##### Page text

# 2019 in review



## baker (Dec 22, 2019)

Thought I'd go through and do the same as last year by making a post of my favourite wildlife photos over the last year. While I have still been rather busy over the last year with my PhD, I have been fortunate enough to get out and about a bit more this year to do some photography. I hope you all enjoy the photos below



Robust velvet gecko (Nebulifera robusta) by Cameron Baker, on Flickr



Southern angleheaded dragon (Lophosaurus spinipes) by Cameron Baker, on Flickr



Australian red eyed tree frog (Litoria chloris) by Cameron Baker, on Flickr



Yellow spotted monitor (Varanus panoptes) by Cameron Baker, on Flickr



Estuarine crocodile (Crocodylus porosus) by Cameron Baker, on Flickr

As field sites go, not many can beat this one!


Wenlock river by Cameron Baker, on Flickr



Estuarine crocodile by Cameron Baker, on Flickr



Pollination by Cameron Baker, on Flickr



Portrait of a king by Cameron Baker, on Flickr



Hatchling carpet python (Morelia spilota) by Cameron Baker, on Flickr



Narrow banded sand swimmer (Eremiascincus fasciolatus) by Cameron Baker, on Flickr



Curious mulga by Cameron Baker, on Flickr



Unwelcome by Cameron Baker, on Flickr



Urban bluie by Cameron Baker, on Flickr

Cheers, Cameron


----------



## Nero Egernia (Dec 23, 2019)

Awesome photos, Cameron.

Can I ask what sort of lighting/settings you used for night photography? I recently did a spotlighting trip and, while I saw a few interesting critters, my photography was rather awful.


----------



## baker (Dec 23, 2019)

Thanks for that Nero. 

For my night shots, and even a couple of the ones I take during the day, I use a yonguno flash with a 20 cm square diffuser attached to it to soften and spread the light out. I also use a flash trigger so that I can position the flash wherever I want depending on the style of shot I'm after. Setting wise, most of my shots are between f 7-11, shutter speed ~1/160-250 and iso ~125-200.

##########

Set problem A
According to the forum thread, what size diffuser does Cameron attach to his flash?
Set problem B
Copy from the forum thread, word for word, the passage from "Awesome photos, Cameron." up to and including "was rather awful.".
Rely only on the forum thread above for these.

##### Data block

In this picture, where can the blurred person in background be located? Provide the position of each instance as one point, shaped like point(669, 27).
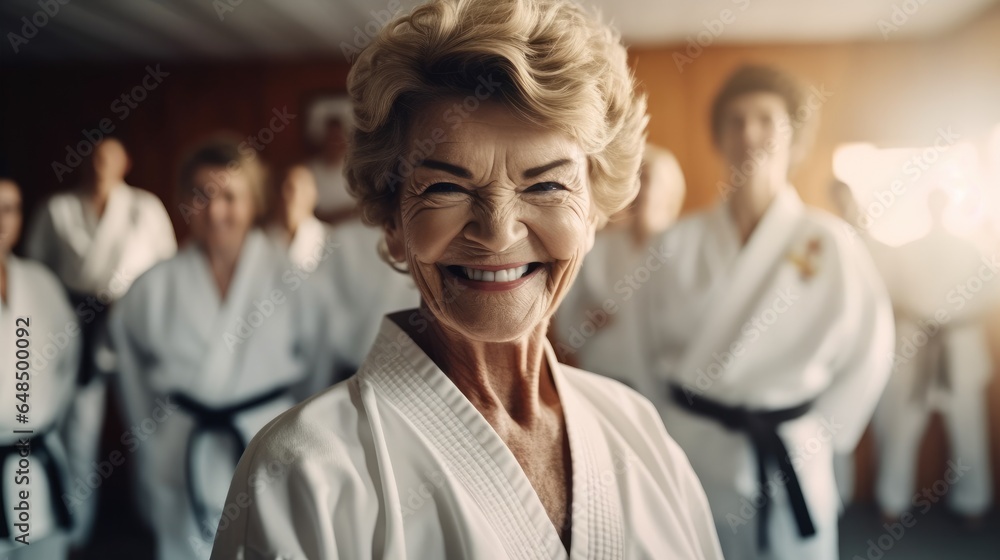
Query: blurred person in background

##########

Exercise result A
A 20 cm square diffuser.

Exercise result B
Awesome photos, Cameron.

Can I ask what sort of lighting/settings you used for night photography? I recently did a spotlighting trip and, while I saw a few interesting critters, my photography was rather awful.